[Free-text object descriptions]
◇ ◇ ◇ ◇ ◇

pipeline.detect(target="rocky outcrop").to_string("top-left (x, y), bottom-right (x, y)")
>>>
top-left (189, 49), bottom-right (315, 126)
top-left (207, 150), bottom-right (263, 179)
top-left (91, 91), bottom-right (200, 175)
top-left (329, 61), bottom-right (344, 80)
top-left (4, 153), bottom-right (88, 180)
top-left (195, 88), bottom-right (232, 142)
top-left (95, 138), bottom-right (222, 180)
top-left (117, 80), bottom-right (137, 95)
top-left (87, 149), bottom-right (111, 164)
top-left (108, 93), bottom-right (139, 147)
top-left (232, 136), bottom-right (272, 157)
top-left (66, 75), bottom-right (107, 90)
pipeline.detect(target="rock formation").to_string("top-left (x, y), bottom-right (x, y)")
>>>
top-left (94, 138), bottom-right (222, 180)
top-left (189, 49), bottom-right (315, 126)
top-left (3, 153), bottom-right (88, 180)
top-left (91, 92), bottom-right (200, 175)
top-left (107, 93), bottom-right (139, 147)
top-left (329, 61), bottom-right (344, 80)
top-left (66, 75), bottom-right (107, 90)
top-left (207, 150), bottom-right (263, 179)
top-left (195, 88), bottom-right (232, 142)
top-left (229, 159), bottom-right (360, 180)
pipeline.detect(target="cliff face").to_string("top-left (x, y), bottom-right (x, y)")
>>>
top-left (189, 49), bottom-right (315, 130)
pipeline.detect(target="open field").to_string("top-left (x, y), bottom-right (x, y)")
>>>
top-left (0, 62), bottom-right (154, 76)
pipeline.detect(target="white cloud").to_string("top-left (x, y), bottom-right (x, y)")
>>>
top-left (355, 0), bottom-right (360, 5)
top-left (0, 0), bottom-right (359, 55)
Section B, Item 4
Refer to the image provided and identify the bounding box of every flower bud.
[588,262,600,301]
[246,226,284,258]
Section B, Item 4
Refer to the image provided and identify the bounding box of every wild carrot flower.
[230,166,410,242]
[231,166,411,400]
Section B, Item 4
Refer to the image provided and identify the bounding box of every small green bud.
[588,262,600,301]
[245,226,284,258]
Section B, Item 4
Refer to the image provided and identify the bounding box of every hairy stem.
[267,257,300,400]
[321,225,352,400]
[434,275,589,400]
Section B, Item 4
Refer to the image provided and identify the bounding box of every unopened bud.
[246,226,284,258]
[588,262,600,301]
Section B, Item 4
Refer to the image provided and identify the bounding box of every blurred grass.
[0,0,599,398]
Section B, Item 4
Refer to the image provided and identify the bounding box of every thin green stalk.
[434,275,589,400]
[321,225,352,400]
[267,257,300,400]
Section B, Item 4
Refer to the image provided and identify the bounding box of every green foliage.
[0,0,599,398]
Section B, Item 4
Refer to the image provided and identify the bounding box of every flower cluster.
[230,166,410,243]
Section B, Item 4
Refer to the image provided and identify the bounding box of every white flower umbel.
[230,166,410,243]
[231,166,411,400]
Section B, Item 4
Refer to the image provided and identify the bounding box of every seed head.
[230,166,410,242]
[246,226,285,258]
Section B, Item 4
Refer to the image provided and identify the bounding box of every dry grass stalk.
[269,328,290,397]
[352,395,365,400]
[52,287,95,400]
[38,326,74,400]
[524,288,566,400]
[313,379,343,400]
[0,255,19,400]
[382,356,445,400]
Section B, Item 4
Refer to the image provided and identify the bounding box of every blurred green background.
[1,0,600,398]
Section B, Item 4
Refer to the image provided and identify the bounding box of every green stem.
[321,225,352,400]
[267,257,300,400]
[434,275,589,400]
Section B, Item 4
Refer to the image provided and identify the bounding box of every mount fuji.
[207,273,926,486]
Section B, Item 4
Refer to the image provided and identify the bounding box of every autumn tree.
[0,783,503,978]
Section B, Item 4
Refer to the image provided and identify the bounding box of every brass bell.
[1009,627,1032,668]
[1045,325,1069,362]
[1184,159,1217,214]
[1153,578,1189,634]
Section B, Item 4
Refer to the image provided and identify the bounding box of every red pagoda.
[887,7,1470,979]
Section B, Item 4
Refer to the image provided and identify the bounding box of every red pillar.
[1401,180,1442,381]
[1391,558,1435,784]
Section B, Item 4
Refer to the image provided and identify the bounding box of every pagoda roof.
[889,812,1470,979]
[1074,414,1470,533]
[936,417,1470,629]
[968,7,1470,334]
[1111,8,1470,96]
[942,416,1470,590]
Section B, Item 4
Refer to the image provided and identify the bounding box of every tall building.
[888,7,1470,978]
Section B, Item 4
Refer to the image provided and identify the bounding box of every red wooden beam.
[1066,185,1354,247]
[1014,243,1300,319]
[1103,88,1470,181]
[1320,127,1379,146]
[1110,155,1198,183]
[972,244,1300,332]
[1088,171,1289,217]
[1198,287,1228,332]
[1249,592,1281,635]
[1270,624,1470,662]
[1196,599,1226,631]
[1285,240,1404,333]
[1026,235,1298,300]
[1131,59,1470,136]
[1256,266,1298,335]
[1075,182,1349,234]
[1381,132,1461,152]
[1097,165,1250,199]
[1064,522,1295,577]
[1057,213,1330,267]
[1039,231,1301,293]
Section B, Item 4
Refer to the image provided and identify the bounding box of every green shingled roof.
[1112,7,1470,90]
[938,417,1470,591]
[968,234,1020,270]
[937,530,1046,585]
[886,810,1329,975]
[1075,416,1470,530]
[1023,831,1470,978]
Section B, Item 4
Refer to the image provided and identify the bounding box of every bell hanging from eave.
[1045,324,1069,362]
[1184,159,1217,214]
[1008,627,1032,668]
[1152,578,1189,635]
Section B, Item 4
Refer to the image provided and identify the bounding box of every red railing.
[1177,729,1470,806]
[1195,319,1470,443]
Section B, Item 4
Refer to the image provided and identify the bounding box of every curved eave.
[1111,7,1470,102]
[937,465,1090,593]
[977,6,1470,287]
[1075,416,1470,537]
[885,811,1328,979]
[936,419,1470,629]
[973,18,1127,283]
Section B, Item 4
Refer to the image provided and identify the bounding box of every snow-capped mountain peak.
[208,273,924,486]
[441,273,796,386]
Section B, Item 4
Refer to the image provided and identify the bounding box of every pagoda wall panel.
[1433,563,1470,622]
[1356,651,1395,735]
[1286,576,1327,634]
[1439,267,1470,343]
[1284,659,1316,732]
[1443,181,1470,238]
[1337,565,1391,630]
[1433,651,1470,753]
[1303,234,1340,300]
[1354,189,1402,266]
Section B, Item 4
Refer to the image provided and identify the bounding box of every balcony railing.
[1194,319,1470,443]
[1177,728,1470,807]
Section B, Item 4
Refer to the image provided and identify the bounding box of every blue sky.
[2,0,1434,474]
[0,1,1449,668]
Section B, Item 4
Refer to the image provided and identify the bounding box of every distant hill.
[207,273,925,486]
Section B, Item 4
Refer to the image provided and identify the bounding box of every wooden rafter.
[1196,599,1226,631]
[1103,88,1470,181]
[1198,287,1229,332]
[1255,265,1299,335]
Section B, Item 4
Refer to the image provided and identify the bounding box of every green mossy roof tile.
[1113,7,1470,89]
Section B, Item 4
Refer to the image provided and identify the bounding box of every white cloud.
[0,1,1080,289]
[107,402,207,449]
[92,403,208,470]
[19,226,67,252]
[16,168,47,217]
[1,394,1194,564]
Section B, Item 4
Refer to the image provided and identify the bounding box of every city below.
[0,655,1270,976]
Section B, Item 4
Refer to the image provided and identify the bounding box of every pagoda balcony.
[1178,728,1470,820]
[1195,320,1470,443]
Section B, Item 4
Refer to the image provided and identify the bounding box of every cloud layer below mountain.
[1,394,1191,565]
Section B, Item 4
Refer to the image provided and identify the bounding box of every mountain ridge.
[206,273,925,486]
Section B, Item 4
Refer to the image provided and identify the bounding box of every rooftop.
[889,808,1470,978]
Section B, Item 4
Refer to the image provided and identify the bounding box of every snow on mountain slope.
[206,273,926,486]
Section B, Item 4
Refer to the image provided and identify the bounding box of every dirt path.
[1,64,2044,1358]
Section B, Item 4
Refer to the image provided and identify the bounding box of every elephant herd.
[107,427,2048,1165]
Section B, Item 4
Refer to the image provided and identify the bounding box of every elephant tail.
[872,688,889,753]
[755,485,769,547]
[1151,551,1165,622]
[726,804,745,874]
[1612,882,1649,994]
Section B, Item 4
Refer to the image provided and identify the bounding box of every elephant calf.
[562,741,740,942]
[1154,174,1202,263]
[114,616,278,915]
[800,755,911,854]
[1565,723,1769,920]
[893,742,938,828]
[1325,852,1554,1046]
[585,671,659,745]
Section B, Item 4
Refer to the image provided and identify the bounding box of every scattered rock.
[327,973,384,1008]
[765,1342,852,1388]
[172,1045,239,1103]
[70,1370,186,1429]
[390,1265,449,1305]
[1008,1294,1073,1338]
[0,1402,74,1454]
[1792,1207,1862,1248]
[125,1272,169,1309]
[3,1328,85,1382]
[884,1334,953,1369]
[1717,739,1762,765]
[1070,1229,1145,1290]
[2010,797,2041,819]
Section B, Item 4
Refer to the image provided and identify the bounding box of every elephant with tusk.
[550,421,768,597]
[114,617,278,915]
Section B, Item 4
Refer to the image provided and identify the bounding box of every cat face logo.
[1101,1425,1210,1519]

◇ ◇ ◇ ◇ ◇

Check each line of the data above, and please copy the ones in which the string "detect" occurs.

pipeline.detect(target="rocky outcrop").to_string("top-left (x, y), bottom-right (x, y)")
pipeline.detect(target="rock formation").to_string("top-left (x, y), bottom-right (x, y)")
pipeline.detect(target="cliff face").to_string("top-left (x, y), bottom-right (x, y)")
pipeline.detect(target="open field").to_string("top-left (x, y), bottom-right (x, y)")
pipeline.detect(target="white cloud").to_string("top-left (x, y), bottom-right (x, y)")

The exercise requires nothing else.